## To do
Set the listing down again in full, word for word, with the pictures left out.

Start of Recorded data

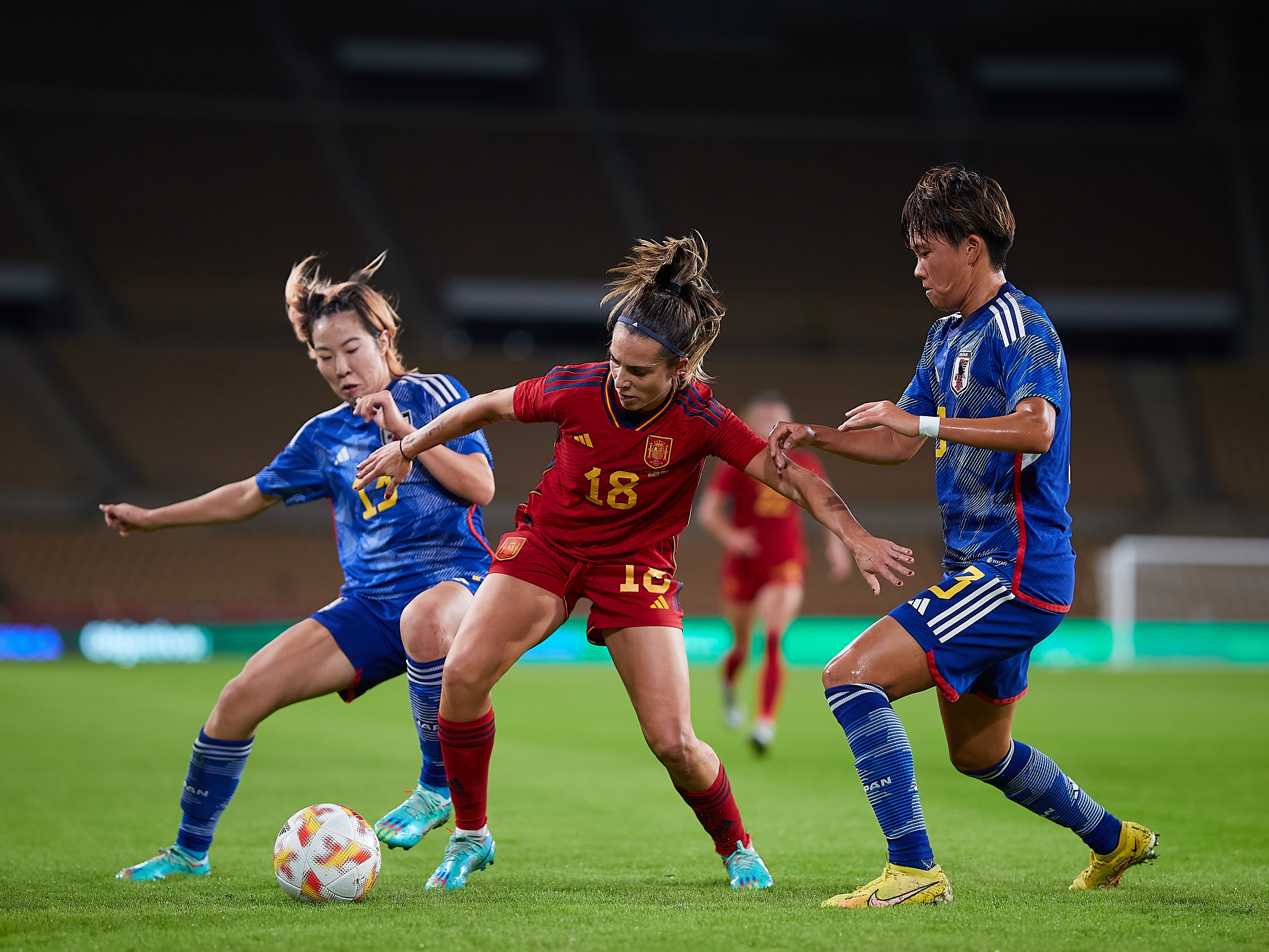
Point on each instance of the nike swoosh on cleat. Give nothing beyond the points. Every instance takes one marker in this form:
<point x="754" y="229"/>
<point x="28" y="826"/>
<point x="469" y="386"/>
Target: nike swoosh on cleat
<point x="895" y="901"/>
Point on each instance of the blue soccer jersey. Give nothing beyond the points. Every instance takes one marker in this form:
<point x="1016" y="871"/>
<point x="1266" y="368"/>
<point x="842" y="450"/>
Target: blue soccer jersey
<point x="1003" y="509"/>
<point x="389" y="546"/>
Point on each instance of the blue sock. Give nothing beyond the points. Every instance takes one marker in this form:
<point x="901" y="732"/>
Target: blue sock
<point x="426" y="701"/>
<point x="1032" y="780"/>
<point x="215" y="770"/>
<point x="885" y="762"/>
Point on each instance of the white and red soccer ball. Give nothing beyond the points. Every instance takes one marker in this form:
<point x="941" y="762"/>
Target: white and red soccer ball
<point x="327" y="853"/>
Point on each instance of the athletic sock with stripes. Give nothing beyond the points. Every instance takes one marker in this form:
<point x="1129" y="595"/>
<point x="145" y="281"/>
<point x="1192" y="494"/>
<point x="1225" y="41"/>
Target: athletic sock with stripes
<point x="884" y="758"/>
<point x="426" y="701"/>
<point x="468" y="747"/>
<point x="717" y="812"/>
<point x="1032" y="780"/>
<point x="215" y="768"/>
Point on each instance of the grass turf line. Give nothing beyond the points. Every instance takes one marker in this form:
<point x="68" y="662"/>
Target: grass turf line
<point x="594" y="848"/>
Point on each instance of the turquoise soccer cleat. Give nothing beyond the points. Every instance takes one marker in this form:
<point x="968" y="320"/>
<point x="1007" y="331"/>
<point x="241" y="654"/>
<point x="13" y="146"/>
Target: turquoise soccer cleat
<point x="747" y="869"/>
<point x="173" y="861"/>
<point x="464" y="856"/>
<point x="424" y="812"/>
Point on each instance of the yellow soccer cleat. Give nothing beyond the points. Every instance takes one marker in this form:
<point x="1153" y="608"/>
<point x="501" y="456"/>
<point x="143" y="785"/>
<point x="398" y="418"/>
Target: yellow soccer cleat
<point x="897" y="887"/>
<point x="1136" y="846"/>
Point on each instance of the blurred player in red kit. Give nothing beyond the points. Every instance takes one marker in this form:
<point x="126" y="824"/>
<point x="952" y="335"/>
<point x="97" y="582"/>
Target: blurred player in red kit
<point x="634" y="433"/>
<point x="763" y="568"/>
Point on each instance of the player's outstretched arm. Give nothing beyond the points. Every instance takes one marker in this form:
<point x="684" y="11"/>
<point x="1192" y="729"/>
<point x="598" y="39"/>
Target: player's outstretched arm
<point x="468" y="475"/>
<point x="234" y="502"/>
<point x="396" y="459"/>
<point x="875" y="556"/>
<point x="1028" y="429"/>
<point x="879" y="446"/>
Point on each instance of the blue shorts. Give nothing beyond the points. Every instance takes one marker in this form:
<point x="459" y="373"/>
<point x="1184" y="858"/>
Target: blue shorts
<point x="975" y="634"/>
<point x="369" y="631"/>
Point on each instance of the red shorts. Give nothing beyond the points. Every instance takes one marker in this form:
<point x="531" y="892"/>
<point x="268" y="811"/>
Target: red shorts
<point x="622" y="596"/>
<point x="743" y="578"/>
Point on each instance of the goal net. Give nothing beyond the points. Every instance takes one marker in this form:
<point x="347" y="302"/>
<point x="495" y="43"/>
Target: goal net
<point x="1181" y="578"/>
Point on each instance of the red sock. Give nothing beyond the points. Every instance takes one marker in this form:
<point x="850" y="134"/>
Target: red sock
<point x="731" y="666"/>
<point x="717" y="812"/>
<point x="466" y="747"/>
<point x="773" y="678"/>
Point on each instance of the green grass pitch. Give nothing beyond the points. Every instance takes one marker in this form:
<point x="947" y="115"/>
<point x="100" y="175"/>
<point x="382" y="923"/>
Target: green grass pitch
<point x="594" y="848"/>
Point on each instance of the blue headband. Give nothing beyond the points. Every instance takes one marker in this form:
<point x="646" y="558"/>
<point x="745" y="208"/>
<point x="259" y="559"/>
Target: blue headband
<point x="653" y="334"/>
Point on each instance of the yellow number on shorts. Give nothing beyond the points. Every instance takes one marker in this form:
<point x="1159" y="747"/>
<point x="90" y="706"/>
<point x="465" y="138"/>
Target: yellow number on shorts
<point x="971" y="574"/>
<point x="371" y="509"/>
<point x="654" y="581"/>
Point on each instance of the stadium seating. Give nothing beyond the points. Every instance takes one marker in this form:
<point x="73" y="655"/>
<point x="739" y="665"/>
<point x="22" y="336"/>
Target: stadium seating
<point x="1239" y="459"/>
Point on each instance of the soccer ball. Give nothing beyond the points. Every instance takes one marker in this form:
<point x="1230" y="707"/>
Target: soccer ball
<point x="327" y="853"/>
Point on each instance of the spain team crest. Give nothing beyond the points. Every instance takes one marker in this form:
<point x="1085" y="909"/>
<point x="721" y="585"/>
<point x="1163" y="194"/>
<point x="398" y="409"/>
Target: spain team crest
<point x="657" y="451"/>
<point x="509" y="548"/>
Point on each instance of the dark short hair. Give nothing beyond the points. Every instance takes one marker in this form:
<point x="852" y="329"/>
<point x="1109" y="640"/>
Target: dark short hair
<point x="952" y="203"/>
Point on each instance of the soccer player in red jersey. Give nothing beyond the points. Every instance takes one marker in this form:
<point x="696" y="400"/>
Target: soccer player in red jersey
<point x="603" y="525"/>
<point x="763" y="568"/>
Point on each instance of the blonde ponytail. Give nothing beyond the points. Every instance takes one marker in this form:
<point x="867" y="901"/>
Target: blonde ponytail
<point x="665" y="288"/>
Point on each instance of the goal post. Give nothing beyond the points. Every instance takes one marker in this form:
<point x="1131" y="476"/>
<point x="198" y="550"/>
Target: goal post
<point x="1179" y="578"/>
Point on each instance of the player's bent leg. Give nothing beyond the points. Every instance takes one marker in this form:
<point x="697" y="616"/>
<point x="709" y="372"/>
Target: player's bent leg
<point x="860" y="684"/>
<point x="428" y="627"/>
<point x="740" y="620"/>
<point x="653" y="664"/>
<point x="778" y="605"/>
<point x="505" y="620"/>
<point x="981" y="747"/>
<point x="301" y="663"/>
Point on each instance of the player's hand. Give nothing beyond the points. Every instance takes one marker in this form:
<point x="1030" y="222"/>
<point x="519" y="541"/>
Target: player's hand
<point x="126" y="517"/>
<point x="382" y="409"/>
<point x="786" y="437"/>
<point x="741" y="542"/>
<point x="881" y="413"/>
<point x="385" y="461"/>
<point x="877" y="556"/>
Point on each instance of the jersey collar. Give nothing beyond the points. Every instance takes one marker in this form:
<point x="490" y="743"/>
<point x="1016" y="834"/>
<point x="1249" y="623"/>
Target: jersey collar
<point x="631" y="419"/>
<point x="960" y="323"/>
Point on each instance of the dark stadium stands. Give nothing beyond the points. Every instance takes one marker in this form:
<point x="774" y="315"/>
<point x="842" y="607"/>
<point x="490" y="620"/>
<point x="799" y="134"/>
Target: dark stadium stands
<point x="188" y="162"/>
<point x="1239" y="458"/>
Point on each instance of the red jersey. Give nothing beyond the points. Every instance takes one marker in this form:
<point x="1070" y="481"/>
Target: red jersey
<point x="623" y="483"/>
<point x="776" y="521"/>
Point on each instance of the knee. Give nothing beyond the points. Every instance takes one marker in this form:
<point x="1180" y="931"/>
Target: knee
<point x="676" y="751"/>
<point x="464" y="678"/>
<point x="839" y="672"/>
<point x="973" y="758"/>
<point x="238" y="694"/>
<point x="424" y="635"/>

End of Recorded data

## Answer to this task
Point on each instance of the nike swoosh on cleat. Give nothing beyond the points. Every instance takes one marker in this form:
<point x="754" y="229"/>
<point x="28" y="826"/>
<point x="469" y="386"/>
Target: nike swoosh on cleat
<point x="895" y="901"/>
Point on each instance of the blue soccer jersey. Give nothing beyond the points. Every instance takes one marker in this form:
<point x="1016" y="871"/>
<point x="1266" y="368"/>
<point x="842" y="450"/>
Target: blue soccer jersey
<point x="1003" y="509"/>
<point x="389" y="546"/>
Point on each instance of the blue sock. Give nothing beyond the points. Every instance takes one marker in this form:
<point x="901" y="732"/>
Target: blue sock
<point x="426" y="701"/>
<point x="1032" y="780"/>
<point x="215" y="770"/>
<point x="885" y="762"/>
Point on each instance of the white and red soccer ball. Give nothing beyond the points. Every instance takes one marker in this form:
<point x="941" y="762"/>
Target: white and red soccer ball
<point x="327" y="853"/>
Point on each instance of the athletic sock with stripes. Give nothing beyond the points. Every instance takes one marker in this form:
<point x="1129" y="595"/>
<point x="145" y="281"/>
<point x="1192" y="494"/>
<point x="1225" y="41"/>
Target: athletic sock with stripes
<point x="884" y="758"/>
<point x="426" y="701"/>
<point x="468" y="747"/>
<point x="717" y="812"/>
<point x="1032" y="780"/>
<point x="215" y="768"/>
Point on each instance of the grass turf line. Give nothing beyond the points. Every instance takes one marker in this form:
<point x="68" y="662"/>
Target: grass turf line
<point x="594" y="848"/>
Point on each instance of the turquoise soccer cleat. Give nothing beyond the points. Every instance takes one marker in this form:
<point x="968" y="320"/>
<point x="1007" y="331"/>
<point x="241" y="654"/>
<point x="13" y="146"/>
Target: turquoise soccer cleat
<point x="747" y="869"/>
<point x="173" y="861"/>
<point x="464" y="856"/>
<point x="424" y="812"/>
Point on each instance of the yellow soccer cleat. Give nothing beyond the points. Every instance takes one marker in this form:
<point x="1153" y="608"/>
<point x="501" y="456"/>
<point x="143" y="785"/>
<point x="398" y="418"/>
Target: yellow soccer cleat
<point x="897" y="887"/>
<point x="1136" y="846"/>
Point on each instance of the blurred player in red kit. Give nothing beyond the points. Every instance takes one marker in this form:
<point x="126" y="824"/>
<point x="952" y="335"/>
<point x="97" y="582"/>
Target: blurred player in red kit
<point x="634" y="433"/>
<point x="763" y="568"/>
Point on each instance of the player's outstretched arm. Give nothing beyond the points. Every instance takes one marker in this form:
<point x="684" y="11"/>
<point x="1192" y="729"/>
<point x="598" y="39"/>
Target: player's outstretched arm
<point x="468" y="475"/>
<point x="234" y="502"/>
<point x="396" y="459"/>
<point x="875" y="556"/>
<point x="1028" y="429"/>
<point x="879" y="446"/>
Point on each instance of the blue shorts. Give nothing beyond the points. Every instance takes one marker in this form:
<point x="459" y="373"/>
<point x="1184" y="858"/>
Target: blue shorts
<point x="975" y="634"/>
<point x="369" y="631"/>
Point on each instance of the red shorts. Give nothing beyond the points. Every instance takes one marker in this form:
<point x="531" y="892"/>
<point x="268" y="811"/>
Target: red shorts
<point x="622" y="596"/>
<point x="743" y="578"/>
Point on each instance of the goal net. Give nothing beyond the points. Every instance takes one marker in this form:
<point x="347" y="302"/>
<point x="495" y="43"/>
Target: goal net
<point x="1181" y="578"/>
Point on each instance of the red sock. Give nothing beyond the points. Every instance takes one marker in this form:
<point x="850" y="134"/>
Target: red sock
<point x="731" y="666"/>
<point x="717" y="812"/>
<point x="466" y="747"/>
<point x="773" y="678"/>
Point on each instance of the green grass pitch. Give nothing beyond the points. Every instance takes one marker in this form:
<point x="947" y="115"/>
<point x="100" y="175"/>
<point x="382" y="923"/>
Target: green grass pitch
<point x="594" y="848"/>
Point on each instance of the blue headband. Give nothing beyond the points. Every instance takes one marker in this form:
<point x="646" y="558"/>
<point x="745" y="208"/>
<point x="259" y="559"/>
Target: blue headband
<point x="653" y="334"/>
Point on each instance of the yellow number on shorts. Give nothing beyond the points. Every instance takes one marker in this form:
<point x="1159" y="747"/>
<point x="90" y="706"/>
<point x="465" y="138"/>
Target: yellow number on shorts
<point x="971" y="574"/>
<point x="371" y="509"/>
<point x="654" y="581"/>
Point on each instance of the stadium seating. Give nothing beyond the points. Every instance takes one marker in this form:
<point x="73" y="655"/>
<point x="739" y="665"/>
<point x="22" y="336"/>
Target: stadium seating
<point x="1239" y="459"/>
Point on each instance of the soccer ball. Give nothing beyond the points. Every instance takes one marker in this form:
<point x="1230" y="707"/>
Target: soccer ball
<point x="327" y="853"/>
Point on each instance of the spain team crest. Give nothing beyond the points. Every instance takes one marker in this form:
<point x="1085" y="909"/>
<point x="721" y="585"/>
<point x="1163" y="194"/>
<point x="398" y="409"/>
Target: spain team crest
<point x="657" y="451"/>
<point x="509" y="548"/>
Point on each instance of the dark short hair. Give nothing beyond the points. Every instance takes one marker in this form:
<point x="852" y="329"/>
<point x="1109" y="640"/>
Target: dark short hair
<point x="952" y="203"/>
Point on each instance of the soccer player in red jersey. Give nothing beyond the points. Every instance takes one marker in this form:
<point x="696" y="400"/>
Target: soccer player in red jersey
<point x="603" y="525"/>
<point x="763" y="568"/>
Point on each instance of the blonde ponytail. Give nothing beyond the points. Every instance takes one marker in this form:
<point x="867" y="901"/>
Target: blonde ponytail
<point x="665" y="288"/>
Point on each instance of the goal post. Give nothing beyond the points. Every instance takes one marker in this form:
<point x="1131" y="476"/>
<point x="198" y="550"/>
Target: goal post
<point x="1179" y="578"/>
Point on each instance of the player's bent leg. Give nothing beyond the points. Every instance takes one marker in this form:
<point x="697" y="616"/>
<point x="709" y="372"/>
Target: player's bent leg
<point x="860" y="684"/>
<point x="428" y="627"/>
<point x="740" y="620"/>
<point x="653" y="664"/>
<point x="778" y="605"/>
<point x="505" y="620"/>
<point x="981" y="747"/>
<point x="301" y="663"/>
Point on each instance of the player's hand. Give nothing beyond the points. Every instance takes one marker in this form:
<point x="1030" y="222"/>
<point x="519" y="541"/>
Target: player's hand
<point x="126" y="517"/>
<point x="382" y="409"/>
<point x="786" y="437"/>
<point x="741" y="542"/>
<point x="881" y="413"/>
<point x="385" y="461"/>
<point x="877" y="556"/>
Point on each instance of the jersey collar. Give nothing beyond the points. Every instance takes one marker in this form:
<point x="490" y="743"/>
<point x="1016" y="834"/>
<point x="1249" y="623"/>
Target: jersey collar
<point x="631" y="419"/>
<point x="960" y="323"/>
Point on each instance of the dark stadium stands. Give nothing beyond the points. Every instance takes one marker in this form:
<point x="774" y="315"/>
<point x="842" y="607"/>
<point x="490" y="620"/>
<point x="799" y="134"/>
Target: dark stadium stands
<point x="188" y="162"/>
<point x="1239" y="458"/>
Point on each instance of the red jersey. Give nothing beyond the points. Every instance takes one marker in this form:
<point x="1070" y="481"/>
Target: red jersey
<point x="623" y="483"/>
<point x="776" y="521"/>
Point on each instance of the knee. Give nothing beyond the points. Every instance takes one marker in this form:
<point x="1180" y="931"/>
Target: knee
<point x="676" y="751"/>
<point x="464" y="678"/>
<point x="839" y="672"/>
<point x="973" y="758"/>
<point x="238" y="694"/>
<point x="424" y="635"/>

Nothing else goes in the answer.